- [READING TEXT]
-=-=-
BEFORE we start today, can I tell you that this week’s column is done as a sketch. If you read the Telegraph or drink fine wine you will understand what that means, but if you don’t, some of this may offend so if you are a single man aged 40 and sporting a beard, you’d best open another can of 12-for-a-tenner before you read on.

They say it’s a man’s world, or at least that’s what women say, but do you ladies ever stop to think how complex a man’s development is? Survival is a matter of instinct and knowing when it’s your time and turn to adapt and our development via alcohol is typical of our struggle.

Women of all ages can drink what they like and no-one judges. You can drink pints or shorts at any age, and while the former may not mark you out as one to introduce to grandma it seems acceptable to your fellow ladies. You can drink fine wines or awful sweet items and it’s all okay, but for men there are different rules for different ages – and I thought we should take a look at the travails of man as he charts his alcoholic course through life.

You start off as a teenager eager to try the charms of beer when you finally take your first drink aged 16 or so (18 in my case but much much younger these days), but when the dream finally happens no-one wants to admit that the awful sour liquid flowing down your throat is actually horrible. So you grimace at your mates with the sort of smile you normally reserve for when you are trying to persuade them that you dumped her, not the other way round.

Some lads drink enough of that awful beer stuff that their tastebuds get used to it and eventually they persuade themselves that they really like it, but the more educated ones lean towards a smooth Belgian lager by their early twenties. This is around the time that doing the circuit of pubs on a Friday and Saturday has ceased to be exciting and you’re starting to feel like a loser unless you already have a girl on your arm. If you don’t have the latter you gather with similar groups and persuade each other that you haven’t sold your mates out for a woman yet and that it’s cool to be free and single.

It’s about this time that you are basically a bag of hormones and bones and the mating urge is so genetically strong that it crosses your mind every ten seconds or so, day and night.

Some people remain forever in a cycle of one-off dates or no dates at all, just going out with an ever-dwindling group of men with bald patches developing on the top that they make up for by getting another manly tattoo or shaving the lot off, growing a beard and looking like a monk on steroids. I’m afraid this group of people will never mature to enjoy the charms of fine wines and, later on, fine ports. How sad, but then if all men were intelligent and got a taste for fine wine the price would go up so here’s to the losers!

If you have found a lady friend by your early twenties, lager gives way to a shandy or to volunteering to drive to avoid the all too familiar brewer’s droop. But just when you are starting to adapt to your new self she breaks the news that the test was positive and the sickness had nothing at all to do with your mother’s cooking. Congratulations! It’s grown-up time, but along with the responsibility comes the urge to show you really have joined the middle class and you buy your first bottle of wine together. Granted it’s probably something revolting and totally wrong like Concorde Peach or you skip that stage altogether and move straight into feeling confident enough to order a bottle of Piat d’Or from the local off-licence. This is a dangerous stage because both these trial wines are so awful that you can easily slip back into beer followed by divorce, maintenance payments and seeking out your bearded old pals again, who by this time have started to develop beer bellies and matching beer goggles.
-=-=-
- [Region pointing data]

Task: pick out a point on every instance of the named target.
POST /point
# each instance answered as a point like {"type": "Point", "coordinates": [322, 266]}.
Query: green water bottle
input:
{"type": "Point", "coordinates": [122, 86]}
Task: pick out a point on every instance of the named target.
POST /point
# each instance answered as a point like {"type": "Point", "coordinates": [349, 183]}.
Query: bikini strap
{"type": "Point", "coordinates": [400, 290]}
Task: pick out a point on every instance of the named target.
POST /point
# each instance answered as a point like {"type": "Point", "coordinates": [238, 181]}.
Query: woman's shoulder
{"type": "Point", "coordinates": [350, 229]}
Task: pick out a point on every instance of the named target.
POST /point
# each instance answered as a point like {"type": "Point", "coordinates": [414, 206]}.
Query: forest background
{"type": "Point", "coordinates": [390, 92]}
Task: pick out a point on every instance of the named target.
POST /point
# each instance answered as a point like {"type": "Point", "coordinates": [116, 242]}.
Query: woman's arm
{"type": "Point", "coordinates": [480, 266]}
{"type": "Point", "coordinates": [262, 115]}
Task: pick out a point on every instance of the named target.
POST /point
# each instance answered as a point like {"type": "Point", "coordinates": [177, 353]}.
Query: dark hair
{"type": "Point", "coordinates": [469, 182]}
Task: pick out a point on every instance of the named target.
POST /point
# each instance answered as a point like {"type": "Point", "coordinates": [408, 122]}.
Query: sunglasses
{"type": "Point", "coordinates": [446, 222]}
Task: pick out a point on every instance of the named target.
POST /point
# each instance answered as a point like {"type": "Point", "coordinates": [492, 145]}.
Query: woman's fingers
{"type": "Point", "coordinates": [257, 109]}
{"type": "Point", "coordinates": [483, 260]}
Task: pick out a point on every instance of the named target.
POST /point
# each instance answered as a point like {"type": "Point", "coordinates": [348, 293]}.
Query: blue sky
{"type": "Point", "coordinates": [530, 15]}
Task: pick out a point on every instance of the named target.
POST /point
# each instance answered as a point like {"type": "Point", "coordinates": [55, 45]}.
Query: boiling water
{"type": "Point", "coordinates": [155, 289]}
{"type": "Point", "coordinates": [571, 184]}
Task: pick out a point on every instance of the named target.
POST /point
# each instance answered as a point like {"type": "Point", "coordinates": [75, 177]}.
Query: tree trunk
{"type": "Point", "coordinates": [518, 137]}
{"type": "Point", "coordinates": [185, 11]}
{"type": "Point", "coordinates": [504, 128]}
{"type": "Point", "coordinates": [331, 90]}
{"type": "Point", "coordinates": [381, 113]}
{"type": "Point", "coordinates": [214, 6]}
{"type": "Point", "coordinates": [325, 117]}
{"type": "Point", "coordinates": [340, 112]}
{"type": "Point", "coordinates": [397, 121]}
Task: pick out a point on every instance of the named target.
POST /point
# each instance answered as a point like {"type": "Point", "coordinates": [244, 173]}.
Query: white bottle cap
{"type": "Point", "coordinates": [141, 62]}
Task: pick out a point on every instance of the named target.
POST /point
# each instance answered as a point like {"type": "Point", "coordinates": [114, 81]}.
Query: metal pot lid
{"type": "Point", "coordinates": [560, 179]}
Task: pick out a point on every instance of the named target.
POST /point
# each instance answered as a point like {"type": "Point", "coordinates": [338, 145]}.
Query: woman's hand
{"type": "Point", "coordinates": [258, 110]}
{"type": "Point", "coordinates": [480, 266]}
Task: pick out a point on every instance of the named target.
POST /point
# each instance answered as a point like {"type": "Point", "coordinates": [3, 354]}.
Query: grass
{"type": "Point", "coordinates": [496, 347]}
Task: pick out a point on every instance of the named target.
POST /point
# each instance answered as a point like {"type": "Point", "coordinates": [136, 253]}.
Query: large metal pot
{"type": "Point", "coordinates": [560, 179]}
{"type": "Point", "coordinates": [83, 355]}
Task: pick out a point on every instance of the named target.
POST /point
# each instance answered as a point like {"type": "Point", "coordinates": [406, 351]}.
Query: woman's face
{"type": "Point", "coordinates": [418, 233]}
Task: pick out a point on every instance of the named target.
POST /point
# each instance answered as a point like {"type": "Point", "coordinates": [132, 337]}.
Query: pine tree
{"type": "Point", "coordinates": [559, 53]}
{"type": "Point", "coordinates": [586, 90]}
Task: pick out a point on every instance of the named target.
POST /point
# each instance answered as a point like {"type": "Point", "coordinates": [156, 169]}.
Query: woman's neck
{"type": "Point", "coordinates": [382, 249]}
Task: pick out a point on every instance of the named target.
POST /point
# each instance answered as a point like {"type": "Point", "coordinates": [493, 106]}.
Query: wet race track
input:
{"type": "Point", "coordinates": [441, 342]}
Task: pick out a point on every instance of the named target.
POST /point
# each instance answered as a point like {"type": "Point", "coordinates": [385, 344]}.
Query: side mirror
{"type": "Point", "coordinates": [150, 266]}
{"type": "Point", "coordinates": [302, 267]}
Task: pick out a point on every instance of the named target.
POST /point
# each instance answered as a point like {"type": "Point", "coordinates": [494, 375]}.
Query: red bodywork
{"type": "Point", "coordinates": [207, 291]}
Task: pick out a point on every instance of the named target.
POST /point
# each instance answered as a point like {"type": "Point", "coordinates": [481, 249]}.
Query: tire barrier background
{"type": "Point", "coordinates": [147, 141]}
-=-=-
- [PROBLEM DESCRIPTION] According to the column on men and alcohol, why is buying a first bottle of wine such as Concorde Peach or Piat d'Or described as a dangerous stage?

- [EXPECTED ANSWER] Both of these trial wines are so awful that a man can easily slip back into beer. That slide is followed by divorce, maintenance payments and a return to his bearded old pals.